━━━ Raw data ━━━
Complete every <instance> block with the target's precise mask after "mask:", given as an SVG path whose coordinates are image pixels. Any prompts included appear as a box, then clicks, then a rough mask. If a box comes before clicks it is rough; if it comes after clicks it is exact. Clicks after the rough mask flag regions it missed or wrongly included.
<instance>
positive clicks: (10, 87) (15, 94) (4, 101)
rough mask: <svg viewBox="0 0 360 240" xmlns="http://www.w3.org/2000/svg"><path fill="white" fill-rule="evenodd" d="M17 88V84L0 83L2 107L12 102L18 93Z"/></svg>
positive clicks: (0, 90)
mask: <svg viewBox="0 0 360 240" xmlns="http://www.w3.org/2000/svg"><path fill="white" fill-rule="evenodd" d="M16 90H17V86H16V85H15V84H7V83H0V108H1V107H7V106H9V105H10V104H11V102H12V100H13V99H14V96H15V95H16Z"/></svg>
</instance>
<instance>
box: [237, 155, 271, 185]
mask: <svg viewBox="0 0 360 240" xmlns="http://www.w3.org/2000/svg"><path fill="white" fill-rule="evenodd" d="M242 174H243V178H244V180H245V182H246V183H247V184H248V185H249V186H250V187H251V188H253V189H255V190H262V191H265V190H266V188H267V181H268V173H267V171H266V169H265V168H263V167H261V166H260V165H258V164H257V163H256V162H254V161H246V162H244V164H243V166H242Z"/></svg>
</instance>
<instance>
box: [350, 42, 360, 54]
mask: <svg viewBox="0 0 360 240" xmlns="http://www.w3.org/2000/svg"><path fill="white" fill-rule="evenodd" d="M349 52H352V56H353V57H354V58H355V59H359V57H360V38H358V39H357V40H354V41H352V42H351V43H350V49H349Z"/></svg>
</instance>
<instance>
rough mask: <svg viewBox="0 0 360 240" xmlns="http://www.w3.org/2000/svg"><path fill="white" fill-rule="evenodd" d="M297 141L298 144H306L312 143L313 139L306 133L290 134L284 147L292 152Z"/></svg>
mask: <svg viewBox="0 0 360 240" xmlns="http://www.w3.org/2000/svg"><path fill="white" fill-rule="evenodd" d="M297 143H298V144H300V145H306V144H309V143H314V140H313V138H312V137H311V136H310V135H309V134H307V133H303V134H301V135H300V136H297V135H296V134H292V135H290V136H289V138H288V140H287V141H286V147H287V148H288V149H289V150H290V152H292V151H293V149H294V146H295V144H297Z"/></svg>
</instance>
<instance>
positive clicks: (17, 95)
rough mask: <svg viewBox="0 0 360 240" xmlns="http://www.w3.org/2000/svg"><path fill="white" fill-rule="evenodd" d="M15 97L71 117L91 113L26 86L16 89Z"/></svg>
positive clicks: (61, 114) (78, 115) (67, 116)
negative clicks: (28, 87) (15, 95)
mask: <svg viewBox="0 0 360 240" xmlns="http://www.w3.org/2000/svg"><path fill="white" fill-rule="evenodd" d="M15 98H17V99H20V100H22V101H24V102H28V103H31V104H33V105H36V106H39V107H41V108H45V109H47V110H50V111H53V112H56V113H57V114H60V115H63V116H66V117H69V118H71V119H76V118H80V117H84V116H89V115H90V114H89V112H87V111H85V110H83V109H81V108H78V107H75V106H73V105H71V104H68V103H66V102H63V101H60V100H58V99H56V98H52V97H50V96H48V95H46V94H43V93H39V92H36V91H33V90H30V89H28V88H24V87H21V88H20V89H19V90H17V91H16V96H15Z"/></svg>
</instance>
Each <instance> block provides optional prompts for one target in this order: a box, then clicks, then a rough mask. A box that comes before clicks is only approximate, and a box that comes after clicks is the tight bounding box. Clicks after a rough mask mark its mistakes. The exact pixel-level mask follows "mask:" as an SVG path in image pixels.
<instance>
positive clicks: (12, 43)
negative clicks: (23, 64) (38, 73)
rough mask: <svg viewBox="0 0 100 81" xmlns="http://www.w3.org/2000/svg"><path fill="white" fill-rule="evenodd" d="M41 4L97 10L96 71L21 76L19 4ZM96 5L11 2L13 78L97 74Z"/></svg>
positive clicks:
━━━
* [Task item]: Each record above needs to be transcribed word for word.

* [Result]:
Complete every <instance> block with the target's precise mask after "mask:", given as an SVG path whose coordinates are image pixels. Any prompts included appear as a box, then clicks, then a rough mask. If a box comes before clicks it is rough; if it comes after clicks it is exact. Clicks after the rough mask flag regions it missed or wrongly included.
<instance>
positive clicks: (10, 87) (15, 94) (4, 101)
rough mask: <svg viewBox="0 0 360 240" xmlns="http://www.w3.org/2000/svg"><path fill="white" fill-rule="evenodd" d="M17 88V84L0 83L2 107L12 102L18 93Z"/></svg>
positive clicks: (0, 90)
mask: <svg viewBox="0 0 360 240" xmlns="http://www.w3.org/2000/svg"><path fill="white" fill-rule="evenodd" d="M16 90H17V86H16V85H15V84H7V83H0V108H1V107H7V106H9V105H10V104H11V102H12V100H13V99H14V96H15V95H16Z"/></svg>
</instance>
<instance>
box: [237, 155, 271, 185]
mask: <svg viewBox="0 0 360 240" xmlns="http://www.w3.org/2000/svg"><path fill="white" fill-rule="evenodd" d="M242 174H243V178H244V180H245V182H246V183H247V184H248V185H249V186H250V187H251V188H253V189H255V190H262V191H265V190H266V188H267V181H268V173H267V171H266V169H265V168H263V167H261V166H260V165H258V164H257V163H256V162H254V161H246V162H244V164H243V166H242Z"/></svg>
</instance>
<instance>
box: [350, 42, 360, 54]
mask: <svg viewBox="0 0 360 240" xmlns="http://www.w3.org/2000/svg"><path fill="white" fill-rule="evenodd" d="M349 52H352V56H353V57H354V58H355V59H359V57H360V38H358V39H357V40H354V41H352V42H351V43H350V49H349Z"/></svg>
</instance>
<instance>
rough mask: <svg viewBox="0 0 360 240" xmlns="http://www.w3.org/2000/svg"><path fill="white" fill-rule="evenodd" d="M297 141L298 144H306L312 143L313 139L306 133L290 134L284 147L292 152Z"/></svg>
mask: <svg viewBox="0 0 360 240" xmlns="http://www.w3.org/2000/svg"><path fill="white" fill-rule="evenodd" d="M297 143H298V144H300V145H306V144H309V143H314V140H313V138H312V137H311V136H310V135H309V134H307V133H303V134H301V135H300V136H297V135H296V134H292V135H290V136H289V138H288V140H287V141H286V147H287V148H288V149H289V150H290V152H292V151H293V149H294V146H295V144H297Z"/></svg>
</instance>
<instance>
positive clicks: (17, 95)
rough mask: <svg viewBox="0 0 360 240" xmlns="http://www.w3.org/2000/svg"><path fill="white" fill-rule="evenodd" d="M15 97L71 117L91 113L26 86L16 89Z"/></svg>
positive clicks: (61, 114) (78, 115) (67, 116)
negative clicks: (28, 87) (15, 95)
mask: <svg viewBox="0 0 360 240" xmlns="http://www.w3.org/2000/svg"><path fill="white" fill-rule="evenodd" d="M15 98H17V99H20V100H22V101H24V102H28V103H31V104H33V105H36V106H39V107H41V108H45V109H47V110H50V111H53V112H56V113H57V114H60V115H63V116H66V117H69V118H71V119H76V118H80V117H84V116H89V115H90V114H89V112H87V111H85V110H83V109H81V108H78V107H75V106H73V105H71V104H68V103H66V102H63V101H60V100H58V99H56V98H52V97H50V96H48V95H46V94H43V93H39V92H36V91H33V90H30V89H28V88H24V87H21V88H20V89H19V90H17V91H16V96H15Z"/></svg>
</instance>
Each <instance> block provides optional prompts for one target in this order: a box, then clicks, then a rough mask. A box that comes before clicks is only approximate, and a box that comes after clicks is the tight bounding box. Clicks after a rough mask mark its mistakes. The exact pixel-level mask follows "mask:" as an SVG path in image pixels.
<instance>
positive clicks: (12, 43)
negative clicks: (23, 64) (38, 73)
rough mask: <svg viewBox="0 0 100 81" xmlns="http://www.w3.org/2000/svg"><path fill="white" fill-rule="evenodd" d="M41 4L97 10L96 71L21 76L19 4ZM96 5L11 2L13 78L97 74Z"/></svg>
positive clicks:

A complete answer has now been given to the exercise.